(Dataset records on where objects appear)
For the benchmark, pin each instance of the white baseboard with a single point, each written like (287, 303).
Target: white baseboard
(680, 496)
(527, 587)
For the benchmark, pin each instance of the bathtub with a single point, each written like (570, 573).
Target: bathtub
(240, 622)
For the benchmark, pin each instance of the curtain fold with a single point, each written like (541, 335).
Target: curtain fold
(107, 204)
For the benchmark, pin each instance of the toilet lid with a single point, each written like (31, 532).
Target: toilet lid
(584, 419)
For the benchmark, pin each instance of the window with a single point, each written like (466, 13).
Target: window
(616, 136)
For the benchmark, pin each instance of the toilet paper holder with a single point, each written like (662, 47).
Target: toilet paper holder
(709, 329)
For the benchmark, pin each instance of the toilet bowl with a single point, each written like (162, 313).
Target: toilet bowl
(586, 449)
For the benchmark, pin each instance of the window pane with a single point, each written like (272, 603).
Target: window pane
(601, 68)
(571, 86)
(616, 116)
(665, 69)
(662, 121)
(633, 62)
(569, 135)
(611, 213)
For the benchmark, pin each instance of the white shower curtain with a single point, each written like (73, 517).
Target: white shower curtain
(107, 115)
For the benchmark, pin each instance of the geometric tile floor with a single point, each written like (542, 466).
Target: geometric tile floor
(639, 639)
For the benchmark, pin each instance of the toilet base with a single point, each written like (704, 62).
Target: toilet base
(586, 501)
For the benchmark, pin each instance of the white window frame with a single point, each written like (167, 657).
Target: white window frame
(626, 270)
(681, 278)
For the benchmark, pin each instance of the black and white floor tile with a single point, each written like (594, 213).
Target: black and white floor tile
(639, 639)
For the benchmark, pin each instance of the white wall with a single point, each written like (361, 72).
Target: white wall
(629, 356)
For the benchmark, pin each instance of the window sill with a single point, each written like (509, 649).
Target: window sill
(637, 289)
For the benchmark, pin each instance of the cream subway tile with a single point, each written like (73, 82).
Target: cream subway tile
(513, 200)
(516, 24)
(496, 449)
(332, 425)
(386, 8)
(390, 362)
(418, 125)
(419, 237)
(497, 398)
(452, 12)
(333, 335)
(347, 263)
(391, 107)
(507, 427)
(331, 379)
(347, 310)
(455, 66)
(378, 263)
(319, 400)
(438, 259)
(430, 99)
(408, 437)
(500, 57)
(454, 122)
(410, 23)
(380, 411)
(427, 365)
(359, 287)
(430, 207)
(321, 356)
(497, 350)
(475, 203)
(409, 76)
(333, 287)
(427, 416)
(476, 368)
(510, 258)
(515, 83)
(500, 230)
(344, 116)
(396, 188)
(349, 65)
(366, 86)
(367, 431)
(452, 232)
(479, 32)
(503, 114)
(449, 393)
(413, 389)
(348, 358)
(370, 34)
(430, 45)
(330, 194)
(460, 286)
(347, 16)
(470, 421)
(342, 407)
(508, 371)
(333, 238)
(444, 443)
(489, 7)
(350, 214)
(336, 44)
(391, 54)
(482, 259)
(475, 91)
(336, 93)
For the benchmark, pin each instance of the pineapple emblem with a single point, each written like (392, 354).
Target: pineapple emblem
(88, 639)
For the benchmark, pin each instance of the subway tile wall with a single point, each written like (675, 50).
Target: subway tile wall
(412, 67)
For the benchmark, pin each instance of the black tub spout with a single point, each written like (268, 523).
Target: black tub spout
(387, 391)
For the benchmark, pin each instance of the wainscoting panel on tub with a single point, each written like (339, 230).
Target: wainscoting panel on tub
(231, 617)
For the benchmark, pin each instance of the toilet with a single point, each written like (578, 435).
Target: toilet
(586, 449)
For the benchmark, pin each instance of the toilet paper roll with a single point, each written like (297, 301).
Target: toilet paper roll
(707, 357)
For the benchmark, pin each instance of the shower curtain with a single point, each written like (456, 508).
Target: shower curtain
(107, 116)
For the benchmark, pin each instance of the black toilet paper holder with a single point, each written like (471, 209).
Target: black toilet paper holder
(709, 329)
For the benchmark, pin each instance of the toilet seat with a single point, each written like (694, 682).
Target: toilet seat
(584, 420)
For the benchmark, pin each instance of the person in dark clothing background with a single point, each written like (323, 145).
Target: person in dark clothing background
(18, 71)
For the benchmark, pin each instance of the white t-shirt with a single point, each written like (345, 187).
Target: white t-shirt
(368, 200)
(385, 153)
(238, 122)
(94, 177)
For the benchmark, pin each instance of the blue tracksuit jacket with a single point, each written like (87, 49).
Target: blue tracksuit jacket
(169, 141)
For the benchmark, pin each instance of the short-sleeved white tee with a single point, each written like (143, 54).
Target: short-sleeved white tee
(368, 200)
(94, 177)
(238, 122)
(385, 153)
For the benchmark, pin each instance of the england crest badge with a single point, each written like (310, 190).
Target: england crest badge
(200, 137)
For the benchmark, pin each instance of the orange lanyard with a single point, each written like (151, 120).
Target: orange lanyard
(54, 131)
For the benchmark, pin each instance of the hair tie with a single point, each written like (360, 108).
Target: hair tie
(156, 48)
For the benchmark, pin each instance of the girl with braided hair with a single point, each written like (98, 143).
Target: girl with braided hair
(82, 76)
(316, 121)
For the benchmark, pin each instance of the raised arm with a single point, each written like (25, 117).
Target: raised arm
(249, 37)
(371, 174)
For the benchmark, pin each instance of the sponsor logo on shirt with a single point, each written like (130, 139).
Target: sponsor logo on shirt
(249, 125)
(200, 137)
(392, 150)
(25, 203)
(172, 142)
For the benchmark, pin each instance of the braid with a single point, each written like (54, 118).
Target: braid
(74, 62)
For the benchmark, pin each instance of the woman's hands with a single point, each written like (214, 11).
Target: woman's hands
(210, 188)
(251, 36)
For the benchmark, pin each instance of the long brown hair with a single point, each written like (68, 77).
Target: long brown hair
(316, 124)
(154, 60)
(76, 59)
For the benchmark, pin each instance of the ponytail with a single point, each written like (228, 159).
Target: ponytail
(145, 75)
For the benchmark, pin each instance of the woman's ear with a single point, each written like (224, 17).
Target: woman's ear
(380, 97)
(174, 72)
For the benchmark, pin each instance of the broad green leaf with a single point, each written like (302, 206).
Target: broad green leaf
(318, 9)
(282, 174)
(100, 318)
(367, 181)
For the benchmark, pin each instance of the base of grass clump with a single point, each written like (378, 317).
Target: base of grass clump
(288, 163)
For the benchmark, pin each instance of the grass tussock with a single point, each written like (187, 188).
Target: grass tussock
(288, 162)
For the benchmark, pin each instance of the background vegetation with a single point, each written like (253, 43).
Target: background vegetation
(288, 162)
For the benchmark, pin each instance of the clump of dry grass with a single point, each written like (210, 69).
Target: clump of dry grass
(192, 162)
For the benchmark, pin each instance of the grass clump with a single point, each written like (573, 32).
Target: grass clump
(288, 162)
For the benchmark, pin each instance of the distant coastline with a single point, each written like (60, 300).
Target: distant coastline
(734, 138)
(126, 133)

* * *

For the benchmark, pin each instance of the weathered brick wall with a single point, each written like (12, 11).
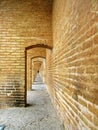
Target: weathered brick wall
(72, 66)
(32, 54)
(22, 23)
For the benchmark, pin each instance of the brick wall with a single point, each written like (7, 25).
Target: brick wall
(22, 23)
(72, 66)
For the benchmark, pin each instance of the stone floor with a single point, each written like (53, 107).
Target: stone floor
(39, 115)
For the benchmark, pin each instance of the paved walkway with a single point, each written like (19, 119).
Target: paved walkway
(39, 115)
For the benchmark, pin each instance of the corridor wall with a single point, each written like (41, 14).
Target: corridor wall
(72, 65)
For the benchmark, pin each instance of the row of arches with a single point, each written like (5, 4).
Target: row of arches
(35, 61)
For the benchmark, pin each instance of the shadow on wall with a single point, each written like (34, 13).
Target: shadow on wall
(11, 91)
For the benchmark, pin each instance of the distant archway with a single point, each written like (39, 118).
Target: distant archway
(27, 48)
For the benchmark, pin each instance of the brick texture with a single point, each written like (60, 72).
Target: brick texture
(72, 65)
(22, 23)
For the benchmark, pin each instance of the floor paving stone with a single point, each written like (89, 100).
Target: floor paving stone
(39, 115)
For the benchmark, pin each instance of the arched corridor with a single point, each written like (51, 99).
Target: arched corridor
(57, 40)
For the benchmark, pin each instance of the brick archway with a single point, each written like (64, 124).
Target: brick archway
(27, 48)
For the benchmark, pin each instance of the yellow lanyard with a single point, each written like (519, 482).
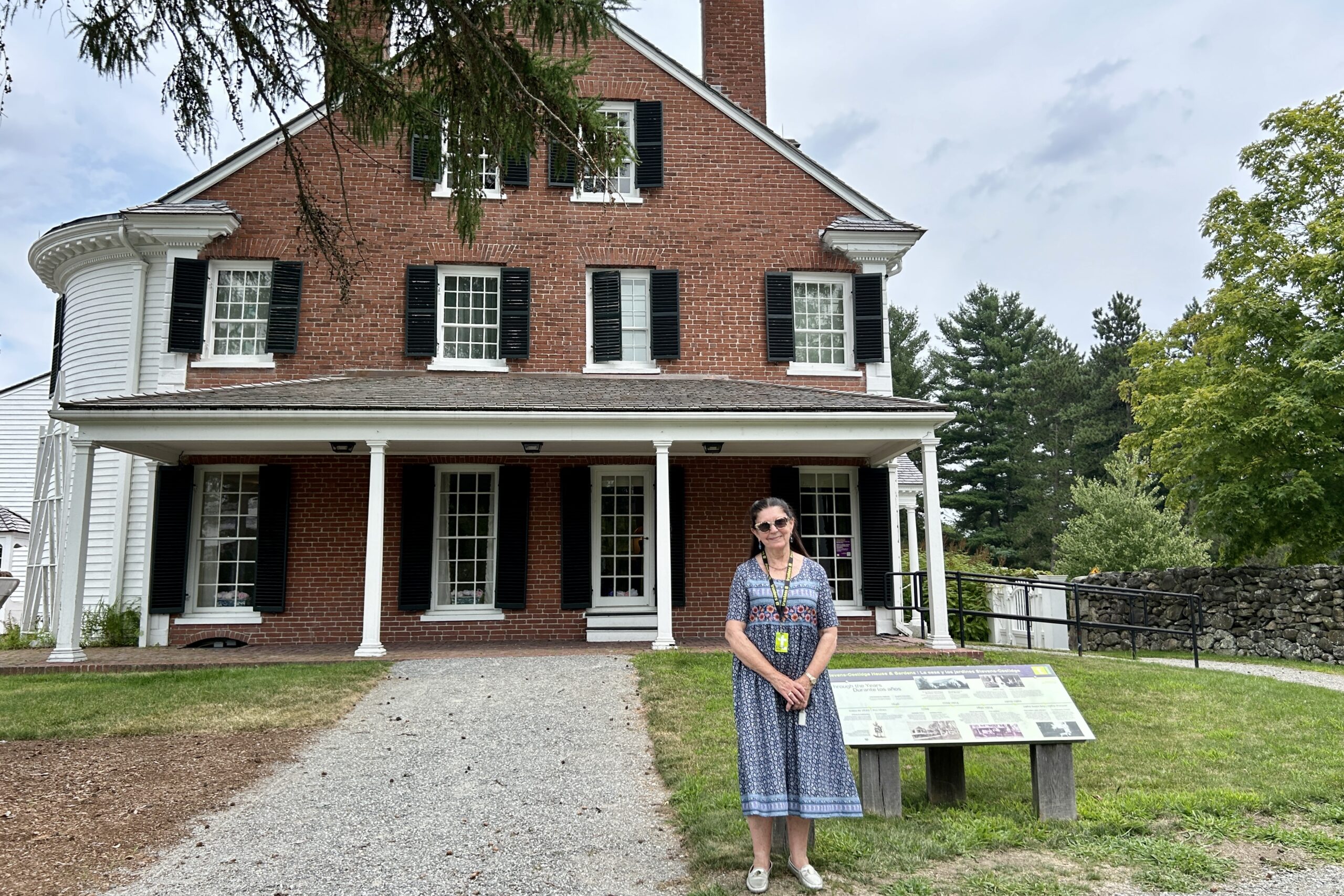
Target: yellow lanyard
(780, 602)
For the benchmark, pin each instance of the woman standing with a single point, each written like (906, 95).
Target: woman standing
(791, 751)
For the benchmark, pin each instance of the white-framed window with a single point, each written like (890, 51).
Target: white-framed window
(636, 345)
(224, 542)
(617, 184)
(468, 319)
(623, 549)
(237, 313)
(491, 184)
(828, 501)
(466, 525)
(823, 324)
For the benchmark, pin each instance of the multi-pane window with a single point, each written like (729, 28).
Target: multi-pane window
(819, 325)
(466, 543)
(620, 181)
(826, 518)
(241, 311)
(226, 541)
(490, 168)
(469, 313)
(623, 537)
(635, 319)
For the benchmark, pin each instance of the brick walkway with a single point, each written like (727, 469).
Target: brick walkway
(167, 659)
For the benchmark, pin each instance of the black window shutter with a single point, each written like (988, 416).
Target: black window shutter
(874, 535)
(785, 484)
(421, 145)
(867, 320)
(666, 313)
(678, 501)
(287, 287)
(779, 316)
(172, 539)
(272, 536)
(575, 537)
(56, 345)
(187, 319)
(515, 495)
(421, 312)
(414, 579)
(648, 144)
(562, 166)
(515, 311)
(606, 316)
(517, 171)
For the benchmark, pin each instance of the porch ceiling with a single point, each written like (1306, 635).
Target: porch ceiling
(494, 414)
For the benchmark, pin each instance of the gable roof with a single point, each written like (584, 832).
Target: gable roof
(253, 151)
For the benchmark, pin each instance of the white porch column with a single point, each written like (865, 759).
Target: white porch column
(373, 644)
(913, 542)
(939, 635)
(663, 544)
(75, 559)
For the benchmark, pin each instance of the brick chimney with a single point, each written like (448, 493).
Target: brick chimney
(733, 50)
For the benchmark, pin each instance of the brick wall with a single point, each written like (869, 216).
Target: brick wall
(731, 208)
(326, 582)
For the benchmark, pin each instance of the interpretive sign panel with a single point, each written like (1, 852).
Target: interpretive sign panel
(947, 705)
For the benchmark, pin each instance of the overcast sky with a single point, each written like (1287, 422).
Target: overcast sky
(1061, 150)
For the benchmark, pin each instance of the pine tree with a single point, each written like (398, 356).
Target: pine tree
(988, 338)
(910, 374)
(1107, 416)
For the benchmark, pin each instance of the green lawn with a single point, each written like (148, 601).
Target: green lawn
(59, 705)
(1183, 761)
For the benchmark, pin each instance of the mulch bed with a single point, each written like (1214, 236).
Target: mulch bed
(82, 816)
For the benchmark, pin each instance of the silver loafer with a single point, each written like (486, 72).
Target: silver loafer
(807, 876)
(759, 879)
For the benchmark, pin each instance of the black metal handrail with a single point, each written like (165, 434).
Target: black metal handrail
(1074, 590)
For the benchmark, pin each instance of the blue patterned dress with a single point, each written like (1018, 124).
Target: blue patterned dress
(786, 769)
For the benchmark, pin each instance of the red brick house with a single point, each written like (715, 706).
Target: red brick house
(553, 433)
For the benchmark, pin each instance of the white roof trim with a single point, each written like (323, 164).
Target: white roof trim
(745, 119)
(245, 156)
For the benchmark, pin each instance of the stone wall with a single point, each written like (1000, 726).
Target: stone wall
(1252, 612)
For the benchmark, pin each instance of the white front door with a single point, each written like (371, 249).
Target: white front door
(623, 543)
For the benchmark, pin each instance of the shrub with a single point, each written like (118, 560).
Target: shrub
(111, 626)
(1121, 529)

*Set exercise:* Extract every line of the records above that contains the string "metal". The match is case-sensitive.

*Output below:*
For the benchmark, pin each instance of the black metal handrail with a single point, each written like (165, 434).
Target: black metal handrail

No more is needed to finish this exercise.